== Stated exercise A ==
Please sum up the search-modifier text below in two sentences.

== Source extract ==
Certain characters are special if entered at the beginning of the pattern; they modify the type of search rather than become part of the pattern:

^N or !
Search for lines which do NOT match the pattern.
^E or *
Search multiple files. That is, if the search reaches the END of the current file without finding a match, the search continues in the next file in the command line list.
^F or @
Begin the search at the first line of the FIRST file in the command line list, regardless of what is currently displayed on the screen or the settings of the -a or -j options.
^K
Highlight any text which matches the pattern on the current screen, but don't move to the first match (KEEP current position).
^R
Don't interpret regular expression metacharacters; that is, do a simple textual comparison.
?pattern
Search backward in the file for the N-th line containing the pattern. The search starts at the line immediately before the top line displayed.

Certain characters are special as in the / command:

^E or *
Search multiple files. That is, if the search reaches the beginning of the current file without finding a match, the search continues in the previous file in the command line list.
^F or @
Begin the search at the last line of the last file in the command line list, regardless of what is currently displayed on the screen or the settings of the -a or -j options.
^K
As in forward searches.
^R
As in forward searches.
ESC-/pattern
Same as "/*".
ESC-?pattern
Same as "?*".
n
Repeat previous search, for N-th line containing the last pattern. If the previous search was modified by ^N, the search is made for the N-th line NOT containing the pattern. If the previous search was modified by ^E, the search continues in the next (or previous) file if not satisfied in the current file. If the previous search was modified by ^R, the search is done without using regular expressions. There is no effect if the previous search was modified by ^F or ^K.
N
Repeat previous search, but in the reverse direction.
ESC-n
Repeat previous search, but crossing file boundaries. The effect is as if the previous search were modified by *.
ESC-N
Repeat previous search, but in the reverse direction and crossing file boundaries.
ESC-u
Undo search highlighting. Turn off highlighting of strings matching the current search pattern. If highlighting is already off because of a previous ESC-u command, turn highlighting back on. Any search command will also turn highlighting back on. (Highlighting can also be disabled by toggling the -G option; in that case search commands do not turn highlighting back on.)

== Dataset entries ==
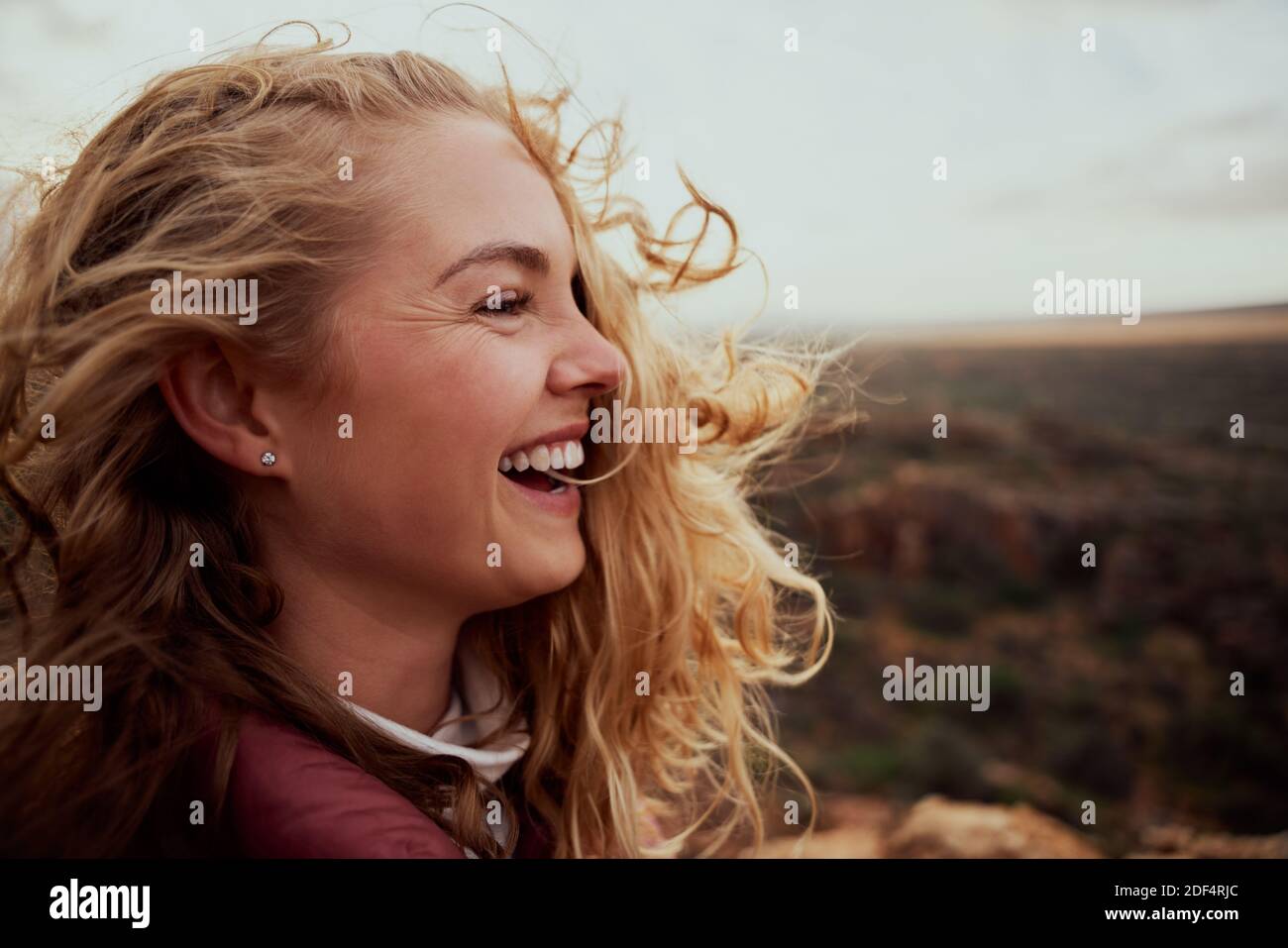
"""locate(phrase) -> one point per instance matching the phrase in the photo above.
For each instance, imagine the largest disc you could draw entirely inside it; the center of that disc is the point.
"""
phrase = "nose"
(588, 364)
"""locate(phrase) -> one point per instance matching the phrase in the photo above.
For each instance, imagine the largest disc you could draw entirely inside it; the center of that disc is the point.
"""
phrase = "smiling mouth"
(529, 468)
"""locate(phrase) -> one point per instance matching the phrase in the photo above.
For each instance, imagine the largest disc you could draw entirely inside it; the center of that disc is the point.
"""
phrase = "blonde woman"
(299, 364)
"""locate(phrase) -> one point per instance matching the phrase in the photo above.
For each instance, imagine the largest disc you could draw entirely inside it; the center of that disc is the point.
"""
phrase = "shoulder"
(291, 797)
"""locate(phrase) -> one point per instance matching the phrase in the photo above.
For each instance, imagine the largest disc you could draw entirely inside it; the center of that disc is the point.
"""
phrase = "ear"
(215, 401)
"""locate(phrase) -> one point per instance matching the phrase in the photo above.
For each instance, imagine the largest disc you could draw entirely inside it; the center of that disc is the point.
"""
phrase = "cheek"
(438, 415)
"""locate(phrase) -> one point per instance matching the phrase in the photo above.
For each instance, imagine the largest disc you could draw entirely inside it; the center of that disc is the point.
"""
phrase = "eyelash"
(524, 298)
(516, 303)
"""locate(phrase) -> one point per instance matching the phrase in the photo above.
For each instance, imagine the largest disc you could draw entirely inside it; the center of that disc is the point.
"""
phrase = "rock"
(941, 828)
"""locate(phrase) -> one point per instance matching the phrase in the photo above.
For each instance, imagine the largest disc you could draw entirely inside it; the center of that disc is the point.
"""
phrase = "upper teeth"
(558, 456)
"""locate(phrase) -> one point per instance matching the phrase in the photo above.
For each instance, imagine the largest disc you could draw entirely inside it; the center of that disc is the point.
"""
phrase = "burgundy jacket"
(291, 797)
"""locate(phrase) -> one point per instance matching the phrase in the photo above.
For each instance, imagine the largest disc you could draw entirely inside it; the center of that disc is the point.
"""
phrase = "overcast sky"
(1106, 163)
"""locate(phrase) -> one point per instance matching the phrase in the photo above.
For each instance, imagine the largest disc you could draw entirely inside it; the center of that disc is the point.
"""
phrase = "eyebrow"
(523, 254)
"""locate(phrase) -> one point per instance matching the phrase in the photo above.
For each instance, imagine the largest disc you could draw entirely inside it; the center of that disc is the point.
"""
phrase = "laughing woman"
(299, 359)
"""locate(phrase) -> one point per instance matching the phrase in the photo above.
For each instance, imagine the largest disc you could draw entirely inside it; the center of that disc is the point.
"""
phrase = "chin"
(544, 571)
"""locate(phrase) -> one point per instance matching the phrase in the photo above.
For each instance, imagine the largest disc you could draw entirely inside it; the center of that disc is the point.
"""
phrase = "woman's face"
(415, 505)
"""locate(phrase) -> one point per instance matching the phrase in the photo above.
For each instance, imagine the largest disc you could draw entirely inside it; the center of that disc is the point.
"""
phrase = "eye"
(579, 292)
(509, 304)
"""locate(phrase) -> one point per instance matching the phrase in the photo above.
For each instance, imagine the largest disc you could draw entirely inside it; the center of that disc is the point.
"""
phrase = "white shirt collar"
(480, 689)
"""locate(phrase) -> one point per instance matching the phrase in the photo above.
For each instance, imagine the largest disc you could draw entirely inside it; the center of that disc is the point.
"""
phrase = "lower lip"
(567, 502)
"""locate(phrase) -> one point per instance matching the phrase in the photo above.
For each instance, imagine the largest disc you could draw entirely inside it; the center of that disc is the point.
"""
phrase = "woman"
(299, 365)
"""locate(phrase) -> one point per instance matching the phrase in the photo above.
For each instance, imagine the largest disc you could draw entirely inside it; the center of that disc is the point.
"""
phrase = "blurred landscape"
(1109, 685)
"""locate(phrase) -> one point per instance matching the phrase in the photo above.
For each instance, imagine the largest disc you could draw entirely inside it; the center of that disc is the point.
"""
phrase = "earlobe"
(215, 406)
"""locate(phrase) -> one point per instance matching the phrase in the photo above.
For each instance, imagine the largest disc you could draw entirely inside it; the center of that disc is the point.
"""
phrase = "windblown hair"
(228, 170)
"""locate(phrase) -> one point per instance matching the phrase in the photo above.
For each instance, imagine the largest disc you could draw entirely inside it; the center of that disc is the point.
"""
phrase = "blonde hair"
(227, 170)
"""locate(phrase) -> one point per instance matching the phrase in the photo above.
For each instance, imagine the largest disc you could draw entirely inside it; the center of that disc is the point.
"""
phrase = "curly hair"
(226, 168)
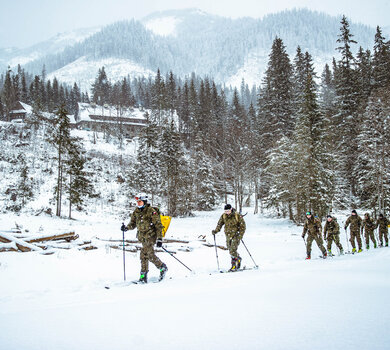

== Stated exercise B ==
Count the lines of the listing above that contain the string "blonde", treating case as significant, and give only the number.

== Worked solution A ==
Certain characters entered at the start of a search pattern change the type of search: they can match lines that do not contain the pattern, continue into other files, begin at the first or last file, highlight matches without moving, or skip regular-expression interpretation. Other commands search backward with ?pattern, repeat the previous search with n or in reverse with N, cross file boundaries with ESC-n and ESC-N, and turn search highlighting off or back on with ESC-u.

== Worked solution B ==
2